In this week’s instalment of citizen journalism, wine writer and National Liquor News wine judge, Mike Bennie, puts Dan Murphy’s $1.99 cleanskin wine specials, extensively advertised from last week, through their paces with mixed results.

“Typically wine tasting involves varying degrees of pleasure, anticipation, intellect, observation and guesswork with necessary steely resolve for certain categories of the wine market that are often left alone by wine writer types. Cleanskin wines are notably absent from most wine media forums, the task being sometimes unfairly overlooked due to perceptions of inferior quality or lack of brand recognition.

Undoubtedly the provenance of many of these wines is best left unstated – few come from winemakers who wish to put their names on the bottles or attribute the work to themselves. This doesn’t mean standards aren’t high, by all means dropping a label and marketing works in the favour of the consumer, but anonymous winemaking does pose a certain risk for the drinker – the accountability and yardsticks are out the window.

→ **REQUIRED ACTIONS**:
(a) According to the text on cleanskin wines, what price were the Dan Murphy's wine specials?
(b) Summarize the text on cleanskin wines in two sentences.
(c) Repeat a passage from the text on cleanskin wines word for word, beginning at the words "In this week’s" and stopping after "of brand recognition.".

→ **RECORDED DATA**:
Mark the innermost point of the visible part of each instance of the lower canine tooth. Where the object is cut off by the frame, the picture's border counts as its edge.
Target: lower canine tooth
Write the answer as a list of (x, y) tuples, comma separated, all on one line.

→ **WRITTEN ANSWERS**:
(a) $1.99

(b) Wine writer and National Liquor News wine judge Mike Bennie tests Dan Murphy's $1.99 cleanskin wine specials with mixed results, observing that cleanskin wines are notably absent from most wine media forums and are sometimes unfairly overlooked due to perceptions of inferior quality or lack of brand recognition. He notes that their unnamed makers don't mean low standards, but anonymous winemaking poses a risk for drinkers because accountability and yardsticks are lost.

(c)
In this week’s instalment of citizen journalism, wine writer and National Liquor News wine judge, Mike Bennie, puts Dan Murphy’s $1.99 cleanskin wine specials, extensively advertised from last week, through their paces with mixed results.

“Typically wine tasting involves varying degrees of pleasure, anticipation, intellect, observation and guesswork with necessary steely resolve for certain categories of the wine market that are often left alone by wine writer types. Cleanskin wines are notably absent from most wine media forums, the task being sometimes unfairly overlooked due to perceptions of inferior quality or lack of brand recognition.